[[ MATERIAL TO PROCESS, beginning ]]

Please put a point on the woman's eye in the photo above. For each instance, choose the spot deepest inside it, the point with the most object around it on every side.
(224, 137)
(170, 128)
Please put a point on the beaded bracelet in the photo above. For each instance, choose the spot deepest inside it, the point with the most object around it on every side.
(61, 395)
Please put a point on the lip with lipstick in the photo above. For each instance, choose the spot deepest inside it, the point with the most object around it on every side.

[[ MATERIAL TO PROCESS, end ]]

Set down the material exactly, keeping every line.

§ **SOLUTION BELOW**
Please put a point on the woman's eye in the photo above. For each instance, choose the spot deepest inside it, the point with the most object around it on every side.
(224, 137)
(170, 128)
Please put a point on the beaded bracelet in the photo above. For each instance, choose the spot deepest inside it, the point with the most object around it on every side.
(61, 395)
Please put a point on the lip with lipstick in the photo above. For each instance, choose the spot deepest inside it, the point with the most object around it on every side.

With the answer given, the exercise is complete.